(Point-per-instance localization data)
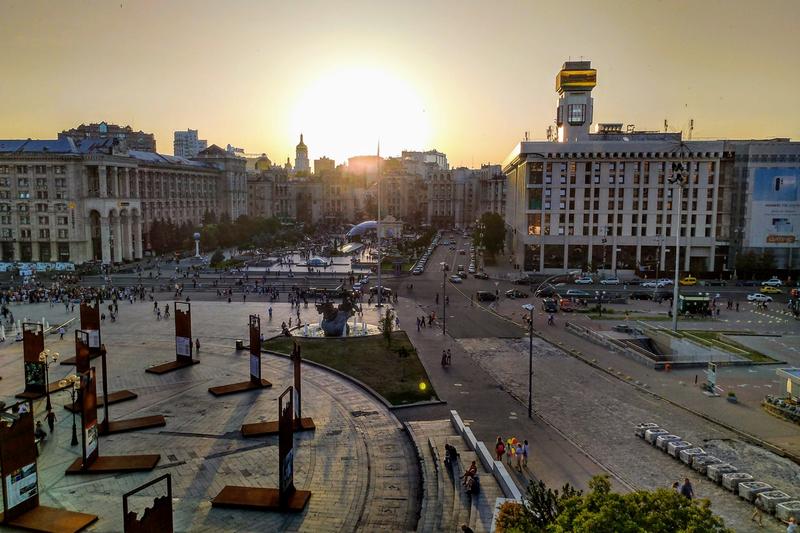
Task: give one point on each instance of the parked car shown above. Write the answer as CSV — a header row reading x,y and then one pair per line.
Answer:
x,y
769,289
641,295
516,293
549,305
577,293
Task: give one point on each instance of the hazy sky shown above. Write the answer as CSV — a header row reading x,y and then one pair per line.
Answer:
x,y
467,78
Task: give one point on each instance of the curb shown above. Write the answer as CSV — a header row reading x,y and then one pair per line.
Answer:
x,y
359,383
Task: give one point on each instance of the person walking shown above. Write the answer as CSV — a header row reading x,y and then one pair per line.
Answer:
x,y
686,489
499,449
51,420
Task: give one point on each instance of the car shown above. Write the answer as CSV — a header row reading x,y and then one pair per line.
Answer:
x,y
549,305
546,292
641,295
577,293
769,289
516,293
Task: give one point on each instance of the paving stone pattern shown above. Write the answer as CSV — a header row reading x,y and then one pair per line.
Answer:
x,y
359,464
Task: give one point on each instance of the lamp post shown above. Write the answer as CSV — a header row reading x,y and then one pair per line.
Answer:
x,y
445,268
74,387
529,308
680,177
47,357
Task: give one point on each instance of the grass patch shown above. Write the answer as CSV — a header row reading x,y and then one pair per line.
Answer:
x,y
713,337
371,361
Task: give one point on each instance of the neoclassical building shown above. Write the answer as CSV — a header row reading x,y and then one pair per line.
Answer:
x,y
95,199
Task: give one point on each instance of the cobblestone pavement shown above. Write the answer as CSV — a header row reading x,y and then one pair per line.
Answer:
x,y
359,464
599,412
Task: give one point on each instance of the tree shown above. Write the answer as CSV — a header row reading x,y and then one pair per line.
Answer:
x,y
492,235
660,511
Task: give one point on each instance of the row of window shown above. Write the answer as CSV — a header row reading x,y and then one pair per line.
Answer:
x,y
37,169
25,233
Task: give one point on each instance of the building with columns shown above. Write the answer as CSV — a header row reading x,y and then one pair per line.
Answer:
x,y
95,199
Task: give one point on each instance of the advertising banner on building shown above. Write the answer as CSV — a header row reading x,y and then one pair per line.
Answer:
x,y
775,208
183,330
89,416
255,348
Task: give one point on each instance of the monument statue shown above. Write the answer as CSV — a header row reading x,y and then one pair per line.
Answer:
x,y
334,319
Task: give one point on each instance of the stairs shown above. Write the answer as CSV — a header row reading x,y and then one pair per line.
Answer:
x,y
445,505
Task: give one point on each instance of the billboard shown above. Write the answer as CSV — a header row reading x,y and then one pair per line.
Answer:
x,y
775,207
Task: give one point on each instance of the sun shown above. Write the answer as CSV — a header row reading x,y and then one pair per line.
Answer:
x,y
346,112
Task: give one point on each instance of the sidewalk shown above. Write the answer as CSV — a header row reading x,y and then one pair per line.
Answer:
x,y
490,410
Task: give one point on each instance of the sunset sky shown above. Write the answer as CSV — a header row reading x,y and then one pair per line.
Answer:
x,y
467,78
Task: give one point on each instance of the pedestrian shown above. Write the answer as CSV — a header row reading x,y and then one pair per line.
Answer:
x,y
686,489
756,516
499,449
525,452
51,419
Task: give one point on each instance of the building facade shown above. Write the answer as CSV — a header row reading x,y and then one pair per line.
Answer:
x,y
95,200
186,144
135,140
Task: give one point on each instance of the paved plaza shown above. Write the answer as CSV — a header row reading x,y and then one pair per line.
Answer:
x,y
359,464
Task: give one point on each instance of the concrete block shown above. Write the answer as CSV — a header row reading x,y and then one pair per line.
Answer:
x,y
676,446
689,454
769,500
714,472
650,435
510,489
700,464
784,511
750,489
663,440
731,481
458,424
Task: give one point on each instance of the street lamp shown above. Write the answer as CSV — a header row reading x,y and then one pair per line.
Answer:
x,y
48,357
529,308
445,268
74,383
680,177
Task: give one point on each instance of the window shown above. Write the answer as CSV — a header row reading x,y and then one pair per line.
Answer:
x,y
576,114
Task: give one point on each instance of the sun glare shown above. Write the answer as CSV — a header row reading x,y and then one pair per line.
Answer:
x,y
345,112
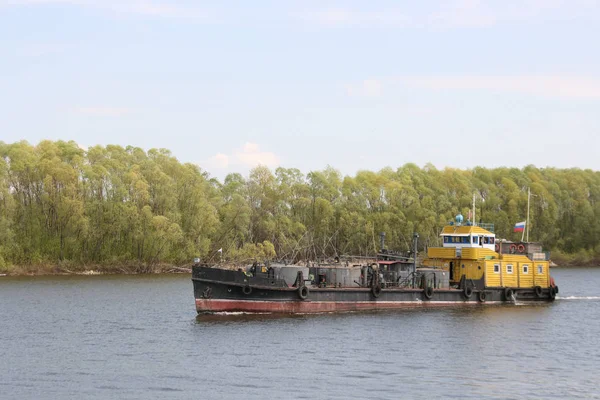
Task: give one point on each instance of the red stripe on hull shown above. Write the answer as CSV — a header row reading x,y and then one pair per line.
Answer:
x,y
305,307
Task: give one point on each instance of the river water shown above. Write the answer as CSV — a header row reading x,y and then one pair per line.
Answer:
x,y
138,337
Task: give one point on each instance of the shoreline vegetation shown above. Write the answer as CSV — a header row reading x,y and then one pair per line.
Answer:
x,y
114,209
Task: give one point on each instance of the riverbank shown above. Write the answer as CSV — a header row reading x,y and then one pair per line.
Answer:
x,y
91,269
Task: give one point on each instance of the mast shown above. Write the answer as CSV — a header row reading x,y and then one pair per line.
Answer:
x,y
527,222
474,219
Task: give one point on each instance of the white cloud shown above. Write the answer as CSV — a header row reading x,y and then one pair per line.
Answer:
x,y
102,111
249,156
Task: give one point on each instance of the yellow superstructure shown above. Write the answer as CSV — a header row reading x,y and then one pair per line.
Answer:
x,y
469,252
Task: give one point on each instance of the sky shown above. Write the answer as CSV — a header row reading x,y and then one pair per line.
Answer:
x,y
354,85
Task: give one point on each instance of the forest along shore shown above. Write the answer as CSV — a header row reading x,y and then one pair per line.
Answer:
x,y
66,208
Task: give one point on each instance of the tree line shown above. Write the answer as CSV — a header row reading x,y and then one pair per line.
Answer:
x,y
122,205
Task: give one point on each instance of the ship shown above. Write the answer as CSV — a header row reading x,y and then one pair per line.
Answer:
x,y
471,267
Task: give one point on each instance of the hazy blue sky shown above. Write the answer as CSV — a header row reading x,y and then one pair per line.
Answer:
x,y
352,84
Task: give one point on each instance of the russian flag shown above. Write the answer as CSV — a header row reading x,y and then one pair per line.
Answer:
x,y
519,226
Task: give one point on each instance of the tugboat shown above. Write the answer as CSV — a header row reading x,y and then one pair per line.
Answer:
x,y
471,268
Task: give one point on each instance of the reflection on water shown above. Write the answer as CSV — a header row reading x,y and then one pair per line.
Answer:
x,y
102,337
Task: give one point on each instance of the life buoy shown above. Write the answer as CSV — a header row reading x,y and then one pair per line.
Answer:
x,y
468,292
482,296
428,292
376,290
303,292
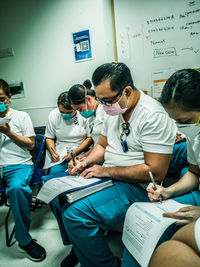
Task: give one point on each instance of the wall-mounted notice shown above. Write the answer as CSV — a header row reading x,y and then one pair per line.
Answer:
x,y
17,89
82,46
157,35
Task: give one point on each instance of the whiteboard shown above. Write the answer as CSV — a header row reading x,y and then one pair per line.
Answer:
x,y
157,37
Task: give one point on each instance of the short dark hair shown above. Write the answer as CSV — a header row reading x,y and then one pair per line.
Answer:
x,y
182,89
64,101
5,87
77,92
87,84
118,74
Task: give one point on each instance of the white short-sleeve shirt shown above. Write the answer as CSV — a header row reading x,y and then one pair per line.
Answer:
x,y
11,153
69,134
151,130
193,150
97,124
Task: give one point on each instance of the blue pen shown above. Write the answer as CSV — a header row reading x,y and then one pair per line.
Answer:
x,y
154,184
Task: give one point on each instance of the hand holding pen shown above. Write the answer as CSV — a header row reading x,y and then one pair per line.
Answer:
x,y
55,156
74,161
153,192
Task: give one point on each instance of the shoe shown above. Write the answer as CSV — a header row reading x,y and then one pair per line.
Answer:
x,y
34,251
119,262
71,260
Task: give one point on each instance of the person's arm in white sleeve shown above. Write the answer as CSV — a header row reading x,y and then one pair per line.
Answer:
x,y
27,139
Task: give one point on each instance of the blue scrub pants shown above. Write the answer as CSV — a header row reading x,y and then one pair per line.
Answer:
x,y
192,198
20,195
85,221
55,203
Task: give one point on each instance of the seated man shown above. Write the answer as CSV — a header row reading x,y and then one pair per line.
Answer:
x,y
138,136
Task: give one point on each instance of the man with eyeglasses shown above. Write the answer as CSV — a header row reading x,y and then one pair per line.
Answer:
x,y
137,136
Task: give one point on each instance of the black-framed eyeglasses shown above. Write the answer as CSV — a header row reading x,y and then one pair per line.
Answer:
x,y
110,102
3,99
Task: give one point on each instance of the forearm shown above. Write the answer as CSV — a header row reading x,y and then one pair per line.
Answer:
x,y
186,184
50,144
22,141
133,174
83,146
96,155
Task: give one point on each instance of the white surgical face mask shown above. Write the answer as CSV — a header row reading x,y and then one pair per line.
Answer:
x,y
190,130
115,108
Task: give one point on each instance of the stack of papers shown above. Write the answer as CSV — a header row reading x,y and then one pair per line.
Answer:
x,y
144,225
75,195
71,187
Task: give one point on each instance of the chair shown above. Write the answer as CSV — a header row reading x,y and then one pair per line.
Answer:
x,y
38,154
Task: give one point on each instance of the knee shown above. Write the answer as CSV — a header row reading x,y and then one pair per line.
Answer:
x,y
72,213
162,253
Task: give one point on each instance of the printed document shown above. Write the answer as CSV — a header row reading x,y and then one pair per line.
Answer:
x,y
144,225
56,186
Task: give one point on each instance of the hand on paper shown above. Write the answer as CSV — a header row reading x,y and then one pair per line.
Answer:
x,y
67,157
184,215
154,194
81,156
95,171
55,157
80,166
5,128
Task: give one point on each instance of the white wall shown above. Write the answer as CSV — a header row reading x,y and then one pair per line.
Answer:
x,y
41,34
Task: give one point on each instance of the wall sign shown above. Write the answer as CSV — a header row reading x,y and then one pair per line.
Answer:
x,y
82,46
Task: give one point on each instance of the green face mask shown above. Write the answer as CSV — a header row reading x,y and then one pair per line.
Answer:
x,y
3,107
67,117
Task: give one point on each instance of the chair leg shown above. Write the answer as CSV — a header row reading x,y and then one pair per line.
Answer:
x,y
9,238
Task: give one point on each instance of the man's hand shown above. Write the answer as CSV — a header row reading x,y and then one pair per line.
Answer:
x,y
55,157
154,194
5,128
184,215
95,171
80,166
67,157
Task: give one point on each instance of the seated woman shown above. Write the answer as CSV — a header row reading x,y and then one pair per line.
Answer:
x,y
83,100
178,165
180,98
67,131
17,138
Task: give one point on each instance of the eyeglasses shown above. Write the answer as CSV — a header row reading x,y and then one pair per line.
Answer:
x,y
3,99
110,102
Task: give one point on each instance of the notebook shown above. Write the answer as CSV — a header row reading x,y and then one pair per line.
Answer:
x,y
71,188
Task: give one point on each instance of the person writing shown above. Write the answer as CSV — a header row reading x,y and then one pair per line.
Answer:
x,y
67,131
137,134
180,98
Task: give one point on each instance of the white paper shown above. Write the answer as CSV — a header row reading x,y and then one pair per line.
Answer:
x,y
56,186
144,225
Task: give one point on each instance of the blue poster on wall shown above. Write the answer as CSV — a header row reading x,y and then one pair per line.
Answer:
x,y
82,47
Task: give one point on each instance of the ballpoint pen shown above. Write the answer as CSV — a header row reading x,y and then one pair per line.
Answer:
x,y
53,150
73,159
154,184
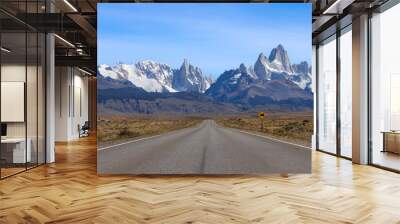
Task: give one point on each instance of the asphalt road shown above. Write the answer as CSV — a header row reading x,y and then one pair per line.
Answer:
x,y
204,149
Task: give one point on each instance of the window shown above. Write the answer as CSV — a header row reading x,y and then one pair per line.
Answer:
x,y
327,95
346,93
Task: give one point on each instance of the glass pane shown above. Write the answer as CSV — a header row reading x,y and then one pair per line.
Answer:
x,y
346,94
327,96
31,98
385,89
13,86
41,98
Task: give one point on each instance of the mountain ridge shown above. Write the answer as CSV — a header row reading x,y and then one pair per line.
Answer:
x,y
151,87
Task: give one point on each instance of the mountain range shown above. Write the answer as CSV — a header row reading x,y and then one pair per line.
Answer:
x,y
272,83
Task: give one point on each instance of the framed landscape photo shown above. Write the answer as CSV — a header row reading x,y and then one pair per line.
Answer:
x,y
204,88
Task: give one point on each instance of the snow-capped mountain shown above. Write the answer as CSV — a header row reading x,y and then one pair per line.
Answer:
x,y
156,77
190,79
273,78
151,87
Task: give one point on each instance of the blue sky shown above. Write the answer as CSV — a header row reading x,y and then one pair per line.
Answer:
x,y
215,37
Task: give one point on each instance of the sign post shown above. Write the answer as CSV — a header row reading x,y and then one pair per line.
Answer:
x,y
261,115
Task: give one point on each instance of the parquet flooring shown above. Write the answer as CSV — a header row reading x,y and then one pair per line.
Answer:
x,y
69,191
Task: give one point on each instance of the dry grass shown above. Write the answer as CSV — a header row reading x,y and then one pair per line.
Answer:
x,y
292,127
112,129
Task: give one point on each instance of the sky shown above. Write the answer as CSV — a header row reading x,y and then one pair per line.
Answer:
x,y
215,37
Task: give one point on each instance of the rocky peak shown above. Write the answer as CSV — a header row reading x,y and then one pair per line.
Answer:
x,y
279,58
261,67
301,68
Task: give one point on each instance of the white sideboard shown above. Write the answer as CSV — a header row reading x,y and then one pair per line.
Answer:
x,y
19,154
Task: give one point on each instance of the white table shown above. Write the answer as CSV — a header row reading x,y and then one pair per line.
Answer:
x,y
19,154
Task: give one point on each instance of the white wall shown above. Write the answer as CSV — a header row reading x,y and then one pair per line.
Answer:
x,y
385,72
70,84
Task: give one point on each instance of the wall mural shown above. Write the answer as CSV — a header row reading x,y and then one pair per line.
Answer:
x,y
204,88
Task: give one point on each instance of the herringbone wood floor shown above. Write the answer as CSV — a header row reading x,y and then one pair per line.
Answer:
x,y
69,191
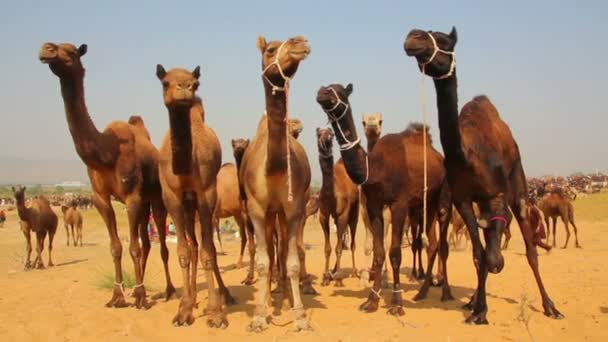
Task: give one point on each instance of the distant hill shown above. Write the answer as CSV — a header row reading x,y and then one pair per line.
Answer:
x,y
41,171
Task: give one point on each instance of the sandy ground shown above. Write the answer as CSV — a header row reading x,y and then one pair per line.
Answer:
x,y
66,303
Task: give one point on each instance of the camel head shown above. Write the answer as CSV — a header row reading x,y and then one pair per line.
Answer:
x,y
325,137
179,86
295,127
432,49
372,124
280,59
19,194
239,146
63,59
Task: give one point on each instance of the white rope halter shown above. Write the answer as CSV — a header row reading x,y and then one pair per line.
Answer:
x,y
349,144
436,50
275,87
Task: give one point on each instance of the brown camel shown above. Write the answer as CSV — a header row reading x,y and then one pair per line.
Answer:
x,y
483,165
273,160
554,205
122,163
338,200
40,219
190,160
391,174
72,219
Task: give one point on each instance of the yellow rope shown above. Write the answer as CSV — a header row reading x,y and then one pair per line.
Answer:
x,y
287,135
424,119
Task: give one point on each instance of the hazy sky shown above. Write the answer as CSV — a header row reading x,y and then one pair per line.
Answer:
x,y
541,63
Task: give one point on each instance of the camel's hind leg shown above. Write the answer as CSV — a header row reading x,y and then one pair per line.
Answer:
x,y
160,218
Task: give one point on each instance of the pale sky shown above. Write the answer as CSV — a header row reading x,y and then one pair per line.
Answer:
x,y
541,63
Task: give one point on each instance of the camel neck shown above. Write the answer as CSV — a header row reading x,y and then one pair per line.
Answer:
x,y
276,109
447,106
181,138
94,148
355,159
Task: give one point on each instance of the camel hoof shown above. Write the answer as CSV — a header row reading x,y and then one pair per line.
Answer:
x,y
169,292
396,310
369,306
258,324
477,319
302,324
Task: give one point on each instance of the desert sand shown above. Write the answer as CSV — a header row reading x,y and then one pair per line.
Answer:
x,y
66,302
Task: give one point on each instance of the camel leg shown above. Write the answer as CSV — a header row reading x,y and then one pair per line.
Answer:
x,y
160,218
28,248
478,301
104,207
518,207
293,272
251,246
136,209
257,216
51,237
208,255
353,218
398,219
377,221
240,222
324,221
565,221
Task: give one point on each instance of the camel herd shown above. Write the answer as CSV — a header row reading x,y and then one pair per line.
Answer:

• What you will do:
Tell how many lines in the records above carry the word "lamp". Only the number should appear in the reply.

• Task response:
2